» **What the task asks**:
Find every line in the items below that contains the string "correct", and copy each of those lines.

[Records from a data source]

= = = = = = =

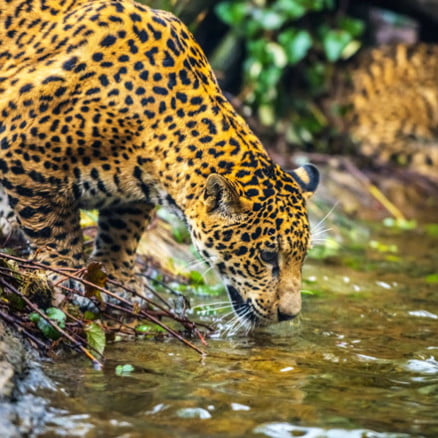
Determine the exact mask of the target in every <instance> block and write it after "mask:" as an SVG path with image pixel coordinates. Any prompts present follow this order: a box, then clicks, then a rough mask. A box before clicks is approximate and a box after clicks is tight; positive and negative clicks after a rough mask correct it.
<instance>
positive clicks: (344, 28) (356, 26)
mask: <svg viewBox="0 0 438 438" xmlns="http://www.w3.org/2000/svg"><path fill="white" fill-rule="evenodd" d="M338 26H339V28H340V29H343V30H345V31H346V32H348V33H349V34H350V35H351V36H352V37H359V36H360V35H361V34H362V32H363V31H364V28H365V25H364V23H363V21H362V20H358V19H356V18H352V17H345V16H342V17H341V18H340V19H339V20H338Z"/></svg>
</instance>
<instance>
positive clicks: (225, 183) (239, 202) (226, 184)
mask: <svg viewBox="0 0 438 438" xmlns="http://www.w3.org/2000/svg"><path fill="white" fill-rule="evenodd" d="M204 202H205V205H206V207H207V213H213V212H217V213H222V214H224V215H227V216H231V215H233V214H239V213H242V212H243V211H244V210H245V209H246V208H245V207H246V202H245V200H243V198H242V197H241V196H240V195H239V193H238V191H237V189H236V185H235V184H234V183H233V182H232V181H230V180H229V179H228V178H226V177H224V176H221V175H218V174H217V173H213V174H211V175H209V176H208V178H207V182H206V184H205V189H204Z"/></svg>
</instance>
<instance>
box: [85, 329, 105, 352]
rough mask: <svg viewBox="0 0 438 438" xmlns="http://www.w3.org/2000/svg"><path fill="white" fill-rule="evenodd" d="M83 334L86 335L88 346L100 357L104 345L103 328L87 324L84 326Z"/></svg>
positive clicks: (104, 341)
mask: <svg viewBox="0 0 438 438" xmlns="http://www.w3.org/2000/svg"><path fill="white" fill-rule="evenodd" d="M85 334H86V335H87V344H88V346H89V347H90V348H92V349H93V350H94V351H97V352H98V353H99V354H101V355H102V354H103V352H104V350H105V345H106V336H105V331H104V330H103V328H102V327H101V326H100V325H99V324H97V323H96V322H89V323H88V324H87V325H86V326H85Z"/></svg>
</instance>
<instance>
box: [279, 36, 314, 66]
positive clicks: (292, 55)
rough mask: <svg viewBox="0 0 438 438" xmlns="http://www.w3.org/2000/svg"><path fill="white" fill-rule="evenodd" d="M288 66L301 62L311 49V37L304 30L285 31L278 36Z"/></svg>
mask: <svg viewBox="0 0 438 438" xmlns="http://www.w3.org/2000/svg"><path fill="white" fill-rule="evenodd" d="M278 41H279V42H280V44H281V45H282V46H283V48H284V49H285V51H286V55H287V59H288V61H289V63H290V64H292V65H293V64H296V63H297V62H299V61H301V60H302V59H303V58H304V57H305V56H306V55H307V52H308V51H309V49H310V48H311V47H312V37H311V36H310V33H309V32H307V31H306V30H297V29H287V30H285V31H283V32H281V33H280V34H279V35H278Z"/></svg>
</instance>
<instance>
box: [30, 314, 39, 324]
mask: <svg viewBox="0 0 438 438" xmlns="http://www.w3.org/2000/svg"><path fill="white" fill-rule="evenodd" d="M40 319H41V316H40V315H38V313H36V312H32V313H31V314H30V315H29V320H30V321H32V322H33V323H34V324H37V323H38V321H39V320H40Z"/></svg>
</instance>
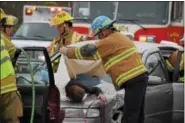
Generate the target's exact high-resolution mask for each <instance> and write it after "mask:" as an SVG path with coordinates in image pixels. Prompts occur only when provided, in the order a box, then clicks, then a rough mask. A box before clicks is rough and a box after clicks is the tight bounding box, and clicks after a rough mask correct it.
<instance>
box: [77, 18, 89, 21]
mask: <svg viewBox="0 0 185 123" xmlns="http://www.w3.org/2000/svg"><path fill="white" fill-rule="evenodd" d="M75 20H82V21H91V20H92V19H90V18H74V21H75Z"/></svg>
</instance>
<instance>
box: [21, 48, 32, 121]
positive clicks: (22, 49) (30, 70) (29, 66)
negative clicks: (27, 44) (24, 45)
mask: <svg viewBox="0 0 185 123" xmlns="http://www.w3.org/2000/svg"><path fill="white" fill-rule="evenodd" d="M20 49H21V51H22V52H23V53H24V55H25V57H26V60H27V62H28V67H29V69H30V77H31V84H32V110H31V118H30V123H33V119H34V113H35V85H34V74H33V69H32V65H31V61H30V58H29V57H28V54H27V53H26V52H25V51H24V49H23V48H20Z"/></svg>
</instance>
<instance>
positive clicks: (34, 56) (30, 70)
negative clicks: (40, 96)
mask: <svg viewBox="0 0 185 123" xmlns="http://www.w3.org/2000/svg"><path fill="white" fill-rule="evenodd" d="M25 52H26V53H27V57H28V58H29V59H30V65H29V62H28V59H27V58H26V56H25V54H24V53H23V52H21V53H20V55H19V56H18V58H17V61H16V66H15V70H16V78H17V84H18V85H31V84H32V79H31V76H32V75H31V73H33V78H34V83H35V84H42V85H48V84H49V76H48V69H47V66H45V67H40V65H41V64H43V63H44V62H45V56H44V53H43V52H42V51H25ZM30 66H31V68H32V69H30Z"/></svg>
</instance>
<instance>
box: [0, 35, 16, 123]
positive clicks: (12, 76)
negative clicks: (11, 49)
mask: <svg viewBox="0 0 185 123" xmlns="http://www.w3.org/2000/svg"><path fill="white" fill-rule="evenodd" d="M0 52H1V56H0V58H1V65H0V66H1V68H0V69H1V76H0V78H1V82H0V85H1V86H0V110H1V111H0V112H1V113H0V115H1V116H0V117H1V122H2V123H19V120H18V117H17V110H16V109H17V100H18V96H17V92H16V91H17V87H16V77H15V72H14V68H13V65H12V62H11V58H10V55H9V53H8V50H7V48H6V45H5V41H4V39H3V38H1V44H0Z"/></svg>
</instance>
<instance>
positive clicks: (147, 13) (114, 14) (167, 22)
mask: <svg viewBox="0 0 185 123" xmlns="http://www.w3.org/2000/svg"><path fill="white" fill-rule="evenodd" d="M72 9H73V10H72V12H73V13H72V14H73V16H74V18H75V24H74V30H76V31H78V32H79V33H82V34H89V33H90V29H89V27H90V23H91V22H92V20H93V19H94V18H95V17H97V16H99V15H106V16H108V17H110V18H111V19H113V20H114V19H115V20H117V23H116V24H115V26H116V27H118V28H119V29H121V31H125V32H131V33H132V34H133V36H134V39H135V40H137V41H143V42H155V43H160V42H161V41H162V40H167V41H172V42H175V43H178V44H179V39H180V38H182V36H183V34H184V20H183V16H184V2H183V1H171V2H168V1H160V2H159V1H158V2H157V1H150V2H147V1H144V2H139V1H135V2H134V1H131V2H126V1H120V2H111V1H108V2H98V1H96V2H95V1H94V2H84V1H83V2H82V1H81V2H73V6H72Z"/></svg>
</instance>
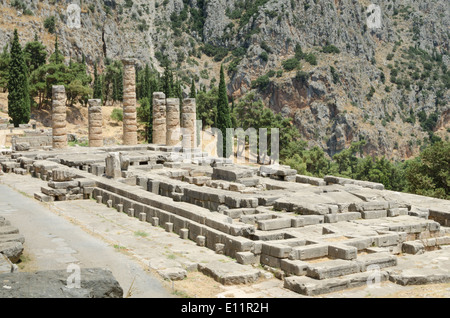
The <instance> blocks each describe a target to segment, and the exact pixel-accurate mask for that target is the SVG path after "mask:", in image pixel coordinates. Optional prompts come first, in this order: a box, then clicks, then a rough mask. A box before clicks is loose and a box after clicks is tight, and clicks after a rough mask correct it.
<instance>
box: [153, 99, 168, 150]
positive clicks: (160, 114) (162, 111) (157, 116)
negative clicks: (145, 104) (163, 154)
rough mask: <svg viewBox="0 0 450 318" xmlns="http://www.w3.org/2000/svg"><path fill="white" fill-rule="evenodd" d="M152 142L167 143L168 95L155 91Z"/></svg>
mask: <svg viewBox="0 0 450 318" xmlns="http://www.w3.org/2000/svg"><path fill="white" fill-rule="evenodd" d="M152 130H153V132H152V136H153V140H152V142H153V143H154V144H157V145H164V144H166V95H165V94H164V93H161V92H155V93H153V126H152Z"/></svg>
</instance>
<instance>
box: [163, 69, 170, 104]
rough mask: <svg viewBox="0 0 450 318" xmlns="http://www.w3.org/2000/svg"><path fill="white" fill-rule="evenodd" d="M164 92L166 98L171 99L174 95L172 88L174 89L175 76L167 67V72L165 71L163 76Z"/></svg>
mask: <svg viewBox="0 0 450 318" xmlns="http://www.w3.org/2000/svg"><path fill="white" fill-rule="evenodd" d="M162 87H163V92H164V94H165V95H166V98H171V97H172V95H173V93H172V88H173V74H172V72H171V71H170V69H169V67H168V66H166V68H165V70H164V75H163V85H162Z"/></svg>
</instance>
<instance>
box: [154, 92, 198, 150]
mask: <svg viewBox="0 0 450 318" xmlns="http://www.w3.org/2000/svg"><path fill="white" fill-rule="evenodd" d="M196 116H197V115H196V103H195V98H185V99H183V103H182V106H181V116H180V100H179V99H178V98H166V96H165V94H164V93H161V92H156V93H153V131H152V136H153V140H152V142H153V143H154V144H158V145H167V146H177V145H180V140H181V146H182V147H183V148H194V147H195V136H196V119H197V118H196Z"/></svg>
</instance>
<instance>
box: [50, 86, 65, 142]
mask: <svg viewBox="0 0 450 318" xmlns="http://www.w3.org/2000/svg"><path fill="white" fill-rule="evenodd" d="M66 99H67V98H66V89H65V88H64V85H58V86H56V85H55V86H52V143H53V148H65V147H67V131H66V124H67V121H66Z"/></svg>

= = = = = = =

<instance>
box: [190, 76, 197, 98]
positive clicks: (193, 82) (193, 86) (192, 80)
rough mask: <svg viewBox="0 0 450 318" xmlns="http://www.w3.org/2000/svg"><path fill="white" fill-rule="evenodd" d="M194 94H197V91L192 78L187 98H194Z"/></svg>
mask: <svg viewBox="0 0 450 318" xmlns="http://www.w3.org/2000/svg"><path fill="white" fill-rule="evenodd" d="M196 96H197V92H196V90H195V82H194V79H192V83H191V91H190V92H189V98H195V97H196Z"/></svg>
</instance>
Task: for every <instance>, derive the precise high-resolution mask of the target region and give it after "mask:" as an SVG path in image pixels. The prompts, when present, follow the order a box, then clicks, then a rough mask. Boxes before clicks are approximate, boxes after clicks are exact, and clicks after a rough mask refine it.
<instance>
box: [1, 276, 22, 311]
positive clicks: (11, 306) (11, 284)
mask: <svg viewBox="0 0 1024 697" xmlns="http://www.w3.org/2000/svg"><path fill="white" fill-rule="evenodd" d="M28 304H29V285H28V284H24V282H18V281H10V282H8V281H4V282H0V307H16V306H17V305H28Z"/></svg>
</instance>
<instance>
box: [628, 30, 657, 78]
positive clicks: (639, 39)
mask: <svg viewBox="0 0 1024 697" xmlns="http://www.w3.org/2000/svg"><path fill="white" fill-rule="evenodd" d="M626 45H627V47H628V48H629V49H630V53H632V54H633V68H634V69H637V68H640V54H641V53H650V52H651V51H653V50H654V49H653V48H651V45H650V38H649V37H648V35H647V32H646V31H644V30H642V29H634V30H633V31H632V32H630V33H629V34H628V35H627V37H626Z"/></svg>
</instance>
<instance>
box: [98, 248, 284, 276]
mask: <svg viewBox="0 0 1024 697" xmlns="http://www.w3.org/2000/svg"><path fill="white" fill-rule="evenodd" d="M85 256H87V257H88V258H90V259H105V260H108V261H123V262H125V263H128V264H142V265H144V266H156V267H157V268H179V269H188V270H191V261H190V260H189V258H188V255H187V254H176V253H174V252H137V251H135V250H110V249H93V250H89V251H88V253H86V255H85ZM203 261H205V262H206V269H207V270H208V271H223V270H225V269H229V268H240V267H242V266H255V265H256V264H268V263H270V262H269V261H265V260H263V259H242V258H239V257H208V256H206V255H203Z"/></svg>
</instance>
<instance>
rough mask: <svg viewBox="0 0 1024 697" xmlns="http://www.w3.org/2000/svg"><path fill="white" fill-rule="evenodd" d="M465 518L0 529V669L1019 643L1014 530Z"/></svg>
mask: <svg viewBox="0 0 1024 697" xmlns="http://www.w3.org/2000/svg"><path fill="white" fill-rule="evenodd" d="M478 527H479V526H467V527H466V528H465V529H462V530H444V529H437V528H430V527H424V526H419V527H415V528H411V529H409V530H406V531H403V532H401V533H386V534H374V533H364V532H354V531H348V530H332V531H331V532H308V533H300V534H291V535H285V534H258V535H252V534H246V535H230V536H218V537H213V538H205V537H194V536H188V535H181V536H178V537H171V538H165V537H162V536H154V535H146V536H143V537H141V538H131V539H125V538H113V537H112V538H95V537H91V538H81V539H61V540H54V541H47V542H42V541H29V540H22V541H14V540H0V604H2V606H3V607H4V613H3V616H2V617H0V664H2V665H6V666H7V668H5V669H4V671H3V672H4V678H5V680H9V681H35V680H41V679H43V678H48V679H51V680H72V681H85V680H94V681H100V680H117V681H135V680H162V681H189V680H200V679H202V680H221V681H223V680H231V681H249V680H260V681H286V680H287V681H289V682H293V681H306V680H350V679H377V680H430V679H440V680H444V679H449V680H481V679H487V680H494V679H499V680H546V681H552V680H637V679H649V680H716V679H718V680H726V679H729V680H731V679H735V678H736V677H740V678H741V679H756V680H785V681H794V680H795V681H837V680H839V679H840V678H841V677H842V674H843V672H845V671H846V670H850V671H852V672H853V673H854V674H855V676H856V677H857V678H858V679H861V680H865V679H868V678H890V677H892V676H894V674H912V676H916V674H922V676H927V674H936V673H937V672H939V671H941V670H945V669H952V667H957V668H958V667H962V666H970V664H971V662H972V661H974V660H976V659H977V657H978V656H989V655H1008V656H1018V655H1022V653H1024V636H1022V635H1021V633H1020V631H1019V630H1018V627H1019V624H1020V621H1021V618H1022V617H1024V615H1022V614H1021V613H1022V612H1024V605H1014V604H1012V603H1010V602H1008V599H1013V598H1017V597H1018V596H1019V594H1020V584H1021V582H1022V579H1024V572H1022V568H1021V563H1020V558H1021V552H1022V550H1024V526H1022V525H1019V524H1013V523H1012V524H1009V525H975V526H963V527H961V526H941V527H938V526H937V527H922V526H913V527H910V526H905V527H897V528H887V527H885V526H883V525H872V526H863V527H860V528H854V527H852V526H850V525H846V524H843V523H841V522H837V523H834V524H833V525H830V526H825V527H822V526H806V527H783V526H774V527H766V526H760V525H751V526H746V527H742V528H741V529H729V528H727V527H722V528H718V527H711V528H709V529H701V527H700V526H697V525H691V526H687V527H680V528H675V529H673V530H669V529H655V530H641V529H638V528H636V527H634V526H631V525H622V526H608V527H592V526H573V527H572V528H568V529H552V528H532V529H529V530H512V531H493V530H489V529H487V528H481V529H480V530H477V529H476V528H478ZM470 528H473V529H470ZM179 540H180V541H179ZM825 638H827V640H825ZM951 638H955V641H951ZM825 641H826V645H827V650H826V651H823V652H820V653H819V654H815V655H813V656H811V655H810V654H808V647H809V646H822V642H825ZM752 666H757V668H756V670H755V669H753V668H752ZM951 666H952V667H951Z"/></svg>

= = = = = = =

» **Written reply**:
Determine the exact mask of the target in every <instance> block and write it after "mask:" as an SVG path with image pixel coordinates. Any prompts present follow this order: a box, then clicks, then a rough mask. A box before clicks is approximate and a box after clicks is tight; positive and negative clicks after a rough mask correct it.
Generate the target's exact high-resolution mask for each <instance> and write it after "mask:" as an SVG path with coordinates in image pixels. Prompts occur only when provided, in the order a box, then clicks, then a rough mask. A box before clicks is rough and a box after clicks is the tight bounding box, and clicks after a rough mask correct it.
The <instance> blocks each describe a target to segment, and the exact pixel-accurate mask for that target is the SVG path after "mask:", in image pixel coordinates. Optional prompts come first, in this order: a box, then clicks, then a rough mask. A box before clicks is loose and a box after clicks is tight, and clicks after a rough mask correct it.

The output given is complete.